**YOUR TASK**
From the records below, extract every line that contains the string "earlobe" and copy each one unchanged.

━━━━━━

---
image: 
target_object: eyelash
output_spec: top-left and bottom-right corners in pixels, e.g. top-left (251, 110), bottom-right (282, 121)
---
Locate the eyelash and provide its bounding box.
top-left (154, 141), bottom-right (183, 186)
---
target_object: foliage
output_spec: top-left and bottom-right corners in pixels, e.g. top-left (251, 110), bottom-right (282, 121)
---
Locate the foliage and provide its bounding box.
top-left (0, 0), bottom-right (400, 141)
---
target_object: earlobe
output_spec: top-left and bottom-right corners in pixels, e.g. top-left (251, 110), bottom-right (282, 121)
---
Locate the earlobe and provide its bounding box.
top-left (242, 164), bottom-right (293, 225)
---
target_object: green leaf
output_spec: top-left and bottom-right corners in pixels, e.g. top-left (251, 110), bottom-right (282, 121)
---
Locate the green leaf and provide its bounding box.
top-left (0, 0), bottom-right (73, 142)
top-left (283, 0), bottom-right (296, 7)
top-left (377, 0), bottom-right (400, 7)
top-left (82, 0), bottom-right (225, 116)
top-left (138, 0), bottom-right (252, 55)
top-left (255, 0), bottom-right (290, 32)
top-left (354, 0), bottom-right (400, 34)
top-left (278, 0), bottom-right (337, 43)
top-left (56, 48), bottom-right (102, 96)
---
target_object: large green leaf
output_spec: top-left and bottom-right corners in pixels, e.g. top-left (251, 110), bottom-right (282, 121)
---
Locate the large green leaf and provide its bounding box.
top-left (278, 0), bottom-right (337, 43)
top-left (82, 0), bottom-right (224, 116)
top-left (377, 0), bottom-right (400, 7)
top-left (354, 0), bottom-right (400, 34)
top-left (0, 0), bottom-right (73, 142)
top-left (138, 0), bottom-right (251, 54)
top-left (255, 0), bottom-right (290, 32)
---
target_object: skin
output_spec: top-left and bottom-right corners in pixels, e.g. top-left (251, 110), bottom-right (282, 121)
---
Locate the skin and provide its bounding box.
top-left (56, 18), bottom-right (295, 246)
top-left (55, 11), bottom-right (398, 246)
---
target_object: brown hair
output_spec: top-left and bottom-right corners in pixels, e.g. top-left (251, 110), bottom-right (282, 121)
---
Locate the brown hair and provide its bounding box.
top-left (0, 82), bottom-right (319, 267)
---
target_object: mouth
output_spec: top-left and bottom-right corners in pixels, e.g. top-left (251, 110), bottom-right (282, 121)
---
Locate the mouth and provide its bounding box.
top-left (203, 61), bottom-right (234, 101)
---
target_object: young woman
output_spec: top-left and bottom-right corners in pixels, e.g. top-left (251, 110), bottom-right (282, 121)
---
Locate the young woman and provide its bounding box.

━━━━━━

**COMPLETED EXERCISE**
target_object: earlobe
Locate the earlobe and provide its bounding box.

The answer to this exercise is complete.